Bill Gunston was ex-Technical Editor of Flight magazine and author of more than 300 books, he was born in 1927 and prided himself as being a DOPE cadet (in for the Duration Of the Present Emergency). I wonder if this is the article you referred to?

‘I remember the thrill I felt when I read in Flight just after VJ-day that future aircrew training would be carried out in Southern Rhodesia. The dream came true. I became part of No. 1 Course, and we sailed from Tilbury aboard the troopship Chitral on 29 November 1946. We docked at Durban on Christmas Day, to find ourselves surrounded by things totally unfamiliar: hot sunshine, giant fruit sundaes, cigarettes in boxes of 50 (price is 3d), flashy American cars, electric shavers, colour film and modern 35 mm cameras, fresh or canned fruit, chocolate, and more liquor than we could take. Austere post-war Britain was 8,012 miles away, and it seemed like it.

‘After two days in trains we unloaded at Bulawayo, spent a day or two at RAF Station Kumalo and then a week or two at 4 FTS, Heany. During the war the Rhodesian Air Training Group had grown to include 15 airfields, using de Havilland Tiger Moths and Fairchild Cornells for elementary pilot training, and Avro Ansons and Airspeed Oxfords for twin-engine qualification and, especially, for training navigators. The RATG and SRAF headquarters was at Cranbourne, outside Salisbury.

‘Along with the rest of what had become the British Commonwealth Air Training Plan, the RATG was shut down after VE-day, the stations being put on a Care & Maintenance basis. But the incoming post-war government decided to reopen three stations as the RATW. I would not presume to know the reasons, though obviously the weather was far better than in the UK, and probably overall costs would be lower. The three stations were: Kumalo, HQ and wing admin; Heany, No. 4 FTS; and Thornhill, 5 FTS.

‘After the short spell at Heany about half No. 1 Course, myself included, got back on a train and arrived at Gwelo. This pleasant town was the capital of the Midlands, with Matabeleland on one side and Mashonaland on the other. Today it is called Gweru, and is quite a big city, but 45 years ago Gwelo was a small chessboard of straight streets with one or two substantial buildings and a much larger collection of single-storey shops and dwellings mostly of corrugated iron. It had the air of a Western frontier town, but we loved it. The amazing width of the main streets was explained to us: before the age of the car the streets had to be wide enough to turn a wagon with a long team of oxen.

Recorded information »
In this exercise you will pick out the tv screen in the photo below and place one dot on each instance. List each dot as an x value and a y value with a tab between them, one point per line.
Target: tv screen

Task brief »
Can you rewrite the excerpt on RAF training in Rhodesia from "Bill Gunston was" to "you referred to?", changing "Technical Editor" to "Features Editor"? The lines are separate material and have no connection to the excerpt on RAF training in Rhodesia.

Output for this task »
Bill Gunston was ex-Features Editor of Flight magazine and author of more than 300 books, he was born in 1927 and prided himself as being a DOPE cadet (in for the Duration Of the Present Emergency). I wonder if this is the article you referred to?